■ **YOUR OBJECTIVE**:
Copy the passage of the post about leaving toxic workplaces word for word, from "Bad managers lead" to "to GET OUT!", both included.

■ **DOCUMENT SEGMENT**:
= Beginning of Section =
Get Out: Quitting Never Felt So Good!

According to Rassol (2021), the feelings that come with a toxic workplace environment, like harassment, bullying, and ostracism, can be detrimental and lead to unnecessary stress, burnout, depression, and anxiety among the workers. Public health toxic work cultures are especially detrimental as public health workers’ 3 C’s (capacity, capability, and confidence) are linked to their work culture and environment. Toxic public health cultures can lead to burnout among employees, which will cause them to quit their jobs. Hint the great resignation of 2020-2022? An unhappy public health workforce will lead to a decrease in the impact of community wellness initiatives, health education campaigns, and vaccination rates. Do people not realize that quality of work is linked to workplace culture?

Have you ever experienced a bad manager? The manager who criticizes everything you do but does not offer feedback? The manager who shuts down your idea after telling you to be innovative and curious? A manager who tells you to write your ideas and plans down but never reads it? The manager who holds projects back because you wait on them, but they wait until the last minute? Yes, that manager. I had that manager.

I left a toxic work culture in 2023. I didn’t feel like I gained anything from that position besides the title. I played secretary to someone who had a high school diploma (nothing against people with a high school diploma only, but I say this because I have a Master and I am CHES certified), and she didn’t let me put my hands in anything. She would constantly ask me for feedback when I was quiet. Always putting me on the spot and making me uncomfortable. Someone who wouldn’t give me a budget to do any projects and instead hoarded money to make herself look good. She did allow me to create a newsletter each month, which I am grateful for.

I left that environment, getting paid over $70k for a current role that offered me $55k. I was an associate adjunct, so my salary from adjunct made up my money and then some. Anyway, I was bought in with a promise to lead a team, create this vision, lead this coalition, manage grants, and do outreach in the community. Less than 3 months in, I was told my position title and classification would not change (which was one of the reasons I accepted this role), there was no room for growth, and my salary negotiation attempts were shut down by a lie. It got worse. I trauma-bonded with someone who had it way worse than me. The manager would tell her partners horrible stories about her, single her out, talk crap about her to her other direct reports, isolate her, and bully her aggressively and openly. One of our team members alerted us after experiencing the same bullying and harassment from our manager. Today, she introduced me and my trauma-bonded colleague to the person whose role I had filled. I was told she experienced some bullying as well, but the extent of their bullying was also astonishing. She experienced everything I had. The manager told her, when they put in their notice, that it was a good idea that they were leaving. Before she put in her notice, she told her to look for another job because she couldn’t be the manager she needed to be. The employee informed HR of everything, yet still the manager received promotions, hired more employees, and repeated the same behavior.

Bad managers lead to toxic work cultures. Toxic work cultures lead to burnout and high turnover. Burnout, high turnover, low confidence in abilities, and incompetent workers impact public health initiatives and community-focused programs. I battle this as I think about leaving the public health workforce.

It’s funny how I left one toxic work environment for another. Maybe I didn’t ask the right questions during my interview panel. Perhaps I should have never received or accepted the offer. I have started my job search and saw an amazing opportunity……. When presented with this, my only advice is to GET OUT!
= End of Section =
Stored data entries:
= Beginning of Section =
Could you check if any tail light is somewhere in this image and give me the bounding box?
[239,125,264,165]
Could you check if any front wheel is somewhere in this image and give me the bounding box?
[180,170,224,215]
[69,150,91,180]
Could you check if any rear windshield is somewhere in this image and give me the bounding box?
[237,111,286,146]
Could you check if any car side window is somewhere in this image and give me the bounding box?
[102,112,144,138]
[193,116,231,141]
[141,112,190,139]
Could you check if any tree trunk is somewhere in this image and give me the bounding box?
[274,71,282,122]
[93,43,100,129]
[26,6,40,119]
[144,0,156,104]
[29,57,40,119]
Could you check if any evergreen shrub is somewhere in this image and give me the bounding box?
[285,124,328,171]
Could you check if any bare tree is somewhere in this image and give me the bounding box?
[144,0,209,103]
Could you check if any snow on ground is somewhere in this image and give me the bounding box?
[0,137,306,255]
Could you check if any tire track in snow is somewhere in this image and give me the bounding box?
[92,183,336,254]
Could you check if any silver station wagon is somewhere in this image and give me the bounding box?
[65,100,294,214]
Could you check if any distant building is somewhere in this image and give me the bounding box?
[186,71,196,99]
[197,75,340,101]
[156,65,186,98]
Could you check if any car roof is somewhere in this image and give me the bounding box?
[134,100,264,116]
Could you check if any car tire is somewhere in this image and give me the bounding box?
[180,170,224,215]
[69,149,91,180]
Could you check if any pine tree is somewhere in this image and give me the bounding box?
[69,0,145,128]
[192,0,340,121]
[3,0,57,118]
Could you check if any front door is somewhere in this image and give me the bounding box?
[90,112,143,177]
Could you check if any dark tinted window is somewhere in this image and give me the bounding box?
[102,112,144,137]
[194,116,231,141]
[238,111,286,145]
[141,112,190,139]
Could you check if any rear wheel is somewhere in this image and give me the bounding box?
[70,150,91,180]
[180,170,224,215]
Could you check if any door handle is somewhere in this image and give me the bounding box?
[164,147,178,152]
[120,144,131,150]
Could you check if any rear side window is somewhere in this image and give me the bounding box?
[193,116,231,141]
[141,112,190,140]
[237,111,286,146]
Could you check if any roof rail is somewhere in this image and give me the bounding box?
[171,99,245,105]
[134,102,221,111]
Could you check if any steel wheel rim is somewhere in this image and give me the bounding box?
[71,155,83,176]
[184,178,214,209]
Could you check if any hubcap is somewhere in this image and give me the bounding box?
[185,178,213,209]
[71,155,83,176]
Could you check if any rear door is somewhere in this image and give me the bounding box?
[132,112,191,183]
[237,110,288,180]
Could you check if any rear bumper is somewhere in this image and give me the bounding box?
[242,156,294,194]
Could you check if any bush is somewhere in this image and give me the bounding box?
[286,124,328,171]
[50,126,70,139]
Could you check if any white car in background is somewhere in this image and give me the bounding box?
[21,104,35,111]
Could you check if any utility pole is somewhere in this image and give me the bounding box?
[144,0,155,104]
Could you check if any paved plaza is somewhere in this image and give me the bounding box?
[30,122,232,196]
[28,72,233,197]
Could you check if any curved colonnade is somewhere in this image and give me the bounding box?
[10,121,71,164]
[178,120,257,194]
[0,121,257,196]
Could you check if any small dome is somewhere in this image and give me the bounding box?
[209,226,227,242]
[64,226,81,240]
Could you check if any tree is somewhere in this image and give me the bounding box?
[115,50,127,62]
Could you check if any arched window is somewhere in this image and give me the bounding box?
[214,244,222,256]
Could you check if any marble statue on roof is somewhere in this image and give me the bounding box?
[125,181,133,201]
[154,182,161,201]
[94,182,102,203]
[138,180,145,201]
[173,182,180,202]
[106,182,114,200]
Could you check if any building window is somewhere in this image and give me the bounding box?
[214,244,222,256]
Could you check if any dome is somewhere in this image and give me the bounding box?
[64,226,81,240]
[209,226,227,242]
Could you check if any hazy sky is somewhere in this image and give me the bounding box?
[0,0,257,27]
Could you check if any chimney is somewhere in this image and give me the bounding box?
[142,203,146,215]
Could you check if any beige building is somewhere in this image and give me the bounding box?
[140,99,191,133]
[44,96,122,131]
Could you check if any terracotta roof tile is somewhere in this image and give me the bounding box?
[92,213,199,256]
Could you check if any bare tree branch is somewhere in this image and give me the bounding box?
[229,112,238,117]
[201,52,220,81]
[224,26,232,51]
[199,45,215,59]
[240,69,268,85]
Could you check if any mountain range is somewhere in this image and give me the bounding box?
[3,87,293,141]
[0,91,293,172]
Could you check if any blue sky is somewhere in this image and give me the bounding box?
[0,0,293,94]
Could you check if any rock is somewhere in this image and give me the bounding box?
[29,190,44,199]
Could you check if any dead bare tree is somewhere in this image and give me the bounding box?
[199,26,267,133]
= End of Section =
■ **EXPECTED ANSWER**:
Bad managers lead to toxic work cultures. Toxic work cultures lead to burnout and high turnover. Burnout, high turnover, low confidence in abilities, and incompetent workers impact public health initiatives and community-focused programs. I battle this as I think about leaving the public health workforce.

It’s funny how I left one toxic work environment for another. Maybe I didn’t ask the right questions during my interview panel. Perhaps I should have never received or accepted the offer. I have started my job search and saw an amazing opportunity……. When presented with this, my only advice is to GET OUT!